Manyal al-Rawda, un conservatoire de l’histoire du Caire khédivial

 

Fig. 1, ‘Vue du petit bras du Nil vers 1900’, source: Bibliothèque nationale de France, département Estampes et photographie, EI-182.

Cette rare vue du petit bras du Nil à la hauteur de l’île de Rawda (fig. 1) montre, à droite de l’image, les modestes installations qu’un aristocrate français, le duc Louis-Joseph d’Aumont, également marquis de Villequier (1809-1888), y avait fait construire lorsqu’il décida de s’établir au Caire après avoir acquis du prince Isma’il le droit d’user de la plus belle partie des plantations que le futur khédive avait héritées de son père Ibrahim pacha. Conclue en 1860, la cession portait sur un domaine de 20 feddans grevé d’un impôt annuel dû au gouvernement égyptien et d’une redevance pour droit de jouissance emphytéotique [hikr] au waqf du Sultan Mourad établi au profit des villes de la Mecque et de Médine (CADN, 354PO/2). Aidé du jeune homme de confiance avec lequel il vivait, Aristide Gavillot (1837-1911), le duc d’Aumont fit prospérer les plantes exotiques qu’y avait acclimatées Ibrahim pacha, dont le plus ancien banyan (Ficus bengalensis) du Caire, un palmier royal rapporté de La Havane en 1830, et des Kakis du Japon (Delchevalerie, 1899, p. 33-44).

ÉNONCÉ DE L'EXERCICE:
Répondez aux questions suivantes à partir du texte sur Manyal al-Rawda :
1. Quel fonds de la Bibliothèque nationale de France est indiqué comme source de la figure 1 ?
2. En quelle année la cession du domaine a-t-elle été conclue ?
3. De quelle ville le palmier royal a-t-il été rapporté, et en quelle année ?

DONNÉES PRÉSENTÉES:
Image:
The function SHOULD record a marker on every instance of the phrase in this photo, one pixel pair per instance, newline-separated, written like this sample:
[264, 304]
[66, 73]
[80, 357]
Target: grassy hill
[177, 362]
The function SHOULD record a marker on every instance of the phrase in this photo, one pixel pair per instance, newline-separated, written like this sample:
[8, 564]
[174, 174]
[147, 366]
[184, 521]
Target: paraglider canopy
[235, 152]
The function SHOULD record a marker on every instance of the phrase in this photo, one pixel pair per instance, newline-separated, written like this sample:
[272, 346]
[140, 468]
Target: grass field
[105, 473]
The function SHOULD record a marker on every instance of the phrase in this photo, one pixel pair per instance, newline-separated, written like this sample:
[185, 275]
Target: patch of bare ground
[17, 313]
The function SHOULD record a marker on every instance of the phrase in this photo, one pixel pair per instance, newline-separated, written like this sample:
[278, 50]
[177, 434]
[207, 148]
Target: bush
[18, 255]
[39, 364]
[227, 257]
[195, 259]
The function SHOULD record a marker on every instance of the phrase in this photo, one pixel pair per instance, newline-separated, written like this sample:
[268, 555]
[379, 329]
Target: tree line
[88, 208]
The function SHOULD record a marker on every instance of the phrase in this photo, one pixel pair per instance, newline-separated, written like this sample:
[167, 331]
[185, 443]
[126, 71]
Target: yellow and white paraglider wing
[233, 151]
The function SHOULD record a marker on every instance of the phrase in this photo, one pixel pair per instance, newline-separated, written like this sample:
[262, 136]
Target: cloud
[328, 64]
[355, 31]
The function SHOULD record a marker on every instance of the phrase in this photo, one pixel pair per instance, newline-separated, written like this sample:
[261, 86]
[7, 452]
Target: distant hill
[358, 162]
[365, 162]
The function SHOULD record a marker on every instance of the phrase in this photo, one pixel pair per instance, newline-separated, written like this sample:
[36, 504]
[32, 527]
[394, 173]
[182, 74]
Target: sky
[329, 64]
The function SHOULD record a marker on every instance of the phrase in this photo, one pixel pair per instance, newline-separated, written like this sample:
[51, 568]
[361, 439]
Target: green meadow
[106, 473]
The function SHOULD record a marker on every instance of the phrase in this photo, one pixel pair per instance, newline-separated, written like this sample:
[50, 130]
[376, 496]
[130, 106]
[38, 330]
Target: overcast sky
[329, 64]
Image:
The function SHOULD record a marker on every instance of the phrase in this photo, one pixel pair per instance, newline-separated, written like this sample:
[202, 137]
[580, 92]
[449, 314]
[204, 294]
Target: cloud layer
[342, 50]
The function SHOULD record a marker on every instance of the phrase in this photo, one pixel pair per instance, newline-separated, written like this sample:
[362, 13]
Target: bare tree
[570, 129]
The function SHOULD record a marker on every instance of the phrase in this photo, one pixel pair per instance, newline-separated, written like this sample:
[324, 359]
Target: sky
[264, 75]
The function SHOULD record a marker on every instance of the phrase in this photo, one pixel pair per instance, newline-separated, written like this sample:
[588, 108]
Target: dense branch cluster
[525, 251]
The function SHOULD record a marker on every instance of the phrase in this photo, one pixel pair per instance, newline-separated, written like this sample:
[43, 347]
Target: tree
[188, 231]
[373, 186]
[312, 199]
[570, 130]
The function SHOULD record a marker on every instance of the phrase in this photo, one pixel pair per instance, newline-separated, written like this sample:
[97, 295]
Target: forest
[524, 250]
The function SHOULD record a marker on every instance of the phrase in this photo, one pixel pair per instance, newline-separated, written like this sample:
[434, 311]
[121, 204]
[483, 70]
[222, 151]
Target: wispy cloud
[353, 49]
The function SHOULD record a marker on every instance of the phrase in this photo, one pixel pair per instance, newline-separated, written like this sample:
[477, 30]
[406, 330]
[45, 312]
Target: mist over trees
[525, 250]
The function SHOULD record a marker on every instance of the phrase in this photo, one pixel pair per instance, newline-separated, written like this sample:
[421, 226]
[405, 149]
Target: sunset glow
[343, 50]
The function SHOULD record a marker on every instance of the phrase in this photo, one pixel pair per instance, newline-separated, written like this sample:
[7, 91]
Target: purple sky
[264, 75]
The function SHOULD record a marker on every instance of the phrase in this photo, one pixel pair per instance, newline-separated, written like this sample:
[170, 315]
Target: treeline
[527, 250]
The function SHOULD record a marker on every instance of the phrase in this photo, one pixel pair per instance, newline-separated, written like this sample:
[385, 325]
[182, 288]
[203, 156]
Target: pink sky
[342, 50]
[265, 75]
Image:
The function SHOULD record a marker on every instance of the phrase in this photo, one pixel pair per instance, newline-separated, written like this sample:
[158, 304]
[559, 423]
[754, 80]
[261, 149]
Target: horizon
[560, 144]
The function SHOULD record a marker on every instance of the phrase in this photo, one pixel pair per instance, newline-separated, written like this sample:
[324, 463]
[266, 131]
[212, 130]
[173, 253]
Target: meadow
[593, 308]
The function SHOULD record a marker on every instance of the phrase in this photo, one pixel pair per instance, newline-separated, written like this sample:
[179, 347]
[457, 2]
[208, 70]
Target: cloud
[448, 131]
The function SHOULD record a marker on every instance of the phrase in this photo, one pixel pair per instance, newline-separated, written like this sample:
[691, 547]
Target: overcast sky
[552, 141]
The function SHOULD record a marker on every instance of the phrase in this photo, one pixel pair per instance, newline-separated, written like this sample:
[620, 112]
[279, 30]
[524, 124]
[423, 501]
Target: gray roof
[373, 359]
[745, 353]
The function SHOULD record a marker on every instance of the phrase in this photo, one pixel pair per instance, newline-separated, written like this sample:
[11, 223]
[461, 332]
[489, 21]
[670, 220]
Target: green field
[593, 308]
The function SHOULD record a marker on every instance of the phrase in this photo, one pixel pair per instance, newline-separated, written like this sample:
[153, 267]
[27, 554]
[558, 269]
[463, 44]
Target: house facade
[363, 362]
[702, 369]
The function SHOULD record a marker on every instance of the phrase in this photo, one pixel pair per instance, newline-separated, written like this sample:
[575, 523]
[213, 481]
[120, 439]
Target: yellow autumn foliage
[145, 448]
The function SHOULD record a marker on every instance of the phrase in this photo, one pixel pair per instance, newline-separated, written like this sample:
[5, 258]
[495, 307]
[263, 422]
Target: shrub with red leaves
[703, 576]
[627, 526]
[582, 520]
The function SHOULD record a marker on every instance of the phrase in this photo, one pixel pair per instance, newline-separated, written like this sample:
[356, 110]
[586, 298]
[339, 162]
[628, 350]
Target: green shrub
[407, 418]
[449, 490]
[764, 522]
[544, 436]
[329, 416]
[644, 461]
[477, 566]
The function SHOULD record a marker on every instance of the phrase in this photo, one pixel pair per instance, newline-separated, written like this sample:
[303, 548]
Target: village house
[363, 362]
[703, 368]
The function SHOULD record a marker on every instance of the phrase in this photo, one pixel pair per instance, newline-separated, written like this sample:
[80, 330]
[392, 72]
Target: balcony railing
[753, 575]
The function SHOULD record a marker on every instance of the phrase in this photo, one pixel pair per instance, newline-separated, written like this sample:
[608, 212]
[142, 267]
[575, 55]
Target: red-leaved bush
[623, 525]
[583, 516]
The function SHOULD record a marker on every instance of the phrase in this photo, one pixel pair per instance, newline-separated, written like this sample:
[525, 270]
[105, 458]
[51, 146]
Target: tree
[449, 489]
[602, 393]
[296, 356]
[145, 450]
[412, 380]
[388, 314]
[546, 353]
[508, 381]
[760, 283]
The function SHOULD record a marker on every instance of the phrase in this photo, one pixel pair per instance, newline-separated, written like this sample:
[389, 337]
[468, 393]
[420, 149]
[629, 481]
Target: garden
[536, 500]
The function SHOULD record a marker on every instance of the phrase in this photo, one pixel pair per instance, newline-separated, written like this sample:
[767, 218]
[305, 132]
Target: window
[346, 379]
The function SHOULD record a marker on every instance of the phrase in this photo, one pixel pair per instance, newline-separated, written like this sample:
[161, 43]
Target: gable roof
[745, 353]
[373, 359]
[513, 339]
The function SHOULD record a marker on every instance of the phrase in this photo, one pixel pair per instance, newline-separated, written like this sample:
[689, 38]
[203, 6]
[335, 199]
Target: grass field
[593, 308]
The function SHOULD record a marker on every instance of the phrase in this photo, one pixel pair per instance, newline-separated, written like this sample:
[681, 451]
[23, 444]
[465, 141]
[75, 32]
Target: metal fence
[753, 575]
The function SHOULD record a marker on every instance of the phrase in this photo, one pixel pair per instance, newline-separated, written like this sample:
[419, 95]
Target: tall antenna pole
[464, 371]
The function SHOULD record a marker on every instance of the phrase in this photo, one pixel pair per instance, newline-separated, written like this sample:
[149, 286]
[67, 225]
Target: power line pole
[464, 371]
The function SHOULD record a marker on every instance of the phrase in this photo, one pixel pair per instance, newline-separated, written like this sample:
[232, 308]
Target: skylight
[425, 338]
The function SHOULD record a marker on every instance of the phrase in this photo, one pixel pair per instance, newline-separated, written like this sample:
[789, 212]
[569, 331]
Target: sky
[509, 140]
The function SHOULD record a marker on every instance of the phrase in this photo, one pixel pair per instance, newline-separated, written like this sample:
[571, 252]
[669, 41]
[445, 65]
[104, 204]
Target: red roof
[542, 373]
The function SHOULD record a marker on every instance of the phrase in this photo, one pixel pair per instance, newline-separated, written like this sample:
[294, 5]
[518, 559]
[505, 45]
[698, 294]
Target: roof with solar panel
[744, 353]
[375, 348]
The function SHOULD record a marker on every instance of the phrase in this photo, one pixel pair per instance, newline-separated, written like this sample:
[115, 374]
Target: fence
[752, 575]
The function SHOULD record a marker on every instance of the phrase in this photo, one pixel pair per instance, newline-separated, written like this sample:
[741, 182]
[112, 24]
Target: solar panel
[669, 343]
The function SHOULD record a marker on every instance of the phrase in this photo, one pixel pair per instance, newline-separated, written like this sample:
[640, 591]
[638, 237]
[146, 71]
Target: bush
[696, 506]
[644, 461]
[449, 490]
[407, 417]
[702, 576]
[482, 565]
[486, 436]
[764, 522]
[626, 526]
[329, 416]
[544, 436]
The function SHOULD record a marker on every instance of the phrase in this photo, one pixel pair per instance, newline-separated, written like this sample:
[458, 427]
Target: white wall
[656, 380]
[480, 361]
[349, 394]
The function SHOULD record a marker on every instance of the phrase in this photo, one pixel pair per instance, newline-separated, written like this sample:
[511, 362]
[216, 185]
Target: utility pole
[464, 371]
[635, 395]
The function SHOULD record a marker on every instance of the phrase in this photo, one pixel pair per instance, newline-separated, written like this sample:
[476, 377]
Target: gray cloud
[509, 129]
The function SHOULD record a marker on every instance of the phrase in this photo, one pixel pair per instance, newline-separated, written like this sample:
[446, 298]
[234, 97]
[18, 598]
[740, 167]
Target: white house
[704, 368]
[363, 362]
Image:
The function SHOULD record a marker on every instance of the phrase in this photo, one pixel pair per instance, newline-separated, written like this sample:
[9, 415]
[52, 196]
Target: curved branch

RÉPONSE ATTENDUE:
1. Le département Estampes et photographie (EI-182).
2. En 1860.
3. De La Havane, en 1830.